- What the exercise asks -
Identical copies of all the records below are needed.

------------------------

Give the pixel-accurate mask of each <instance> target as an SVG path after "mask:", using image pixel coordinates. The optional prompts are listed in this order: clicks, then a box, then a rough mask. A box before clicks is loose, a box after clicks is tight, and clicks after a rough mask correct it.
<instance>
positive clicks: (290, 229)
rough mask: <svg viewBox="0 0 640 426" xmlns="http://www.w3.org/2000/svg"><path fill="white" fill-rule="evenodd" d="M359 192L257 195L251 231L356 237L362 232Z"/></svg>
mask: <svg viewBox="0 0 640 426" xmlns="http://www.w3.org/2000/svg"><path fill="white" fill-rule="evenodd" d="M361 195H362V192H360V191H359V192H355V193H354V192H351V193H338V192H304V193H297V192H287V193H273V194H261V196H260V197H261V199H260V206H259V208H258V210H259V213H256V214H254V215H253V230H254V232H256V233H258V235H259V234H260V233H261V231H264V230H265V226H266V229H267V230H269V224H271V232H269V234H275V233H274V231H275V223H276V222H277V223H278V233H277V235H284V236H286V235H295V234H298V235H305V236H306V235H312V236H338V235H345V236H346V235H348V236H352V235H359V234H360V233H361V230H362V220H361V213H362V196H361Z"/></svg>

------------------------

- Exercise output -
Give the pixel-accurate mask of each <instance> target as an SVG path after "mask:", using image pixel coordinates. The optional prompts are listed in this order: clicks, then a box, then a rough mask. A box before clicks is loose, a box after clicks is tight, and clicks after a rough mask correct it.
<instance>
positive clicks: (290, 229)
rough mask: <svg viewBox="0 0 640 426" xmlns="http://www.w3.org/2000/svg"><path fill="white" fill-rule="evenodd" d="M359 192L257 195L251 231L356 237L362 232Z"/></svg>
mask: <svg viewBox="0 0 640 426" xmlns="http://www.w3.org/2000/svg"><path fill="white" fill-rule="evenodd" d="M361 195H362V192H360V191H359V192H355V193H354V192H351V193H338V192H304V193H297V192H287V193H273V194H261V196H260V197H261V199H260V206H259V208H258V210H259V213H256V214H254V215H253V230H254V232H256V233H258V235H259V234H260V233H261V231H264V230H265V226H266V229H267V230H269V224H271V232H269V234H275V233H274V231H275V223H276V222H277V223H278V233H277V235H284V236H286V235H295V234H298V235H305V236H306V235H312V236H338V235H345V236H346V235H348V236H352V235H359V234H360V233H361V230H362V220H361V213H362V196H361Z"/></svg>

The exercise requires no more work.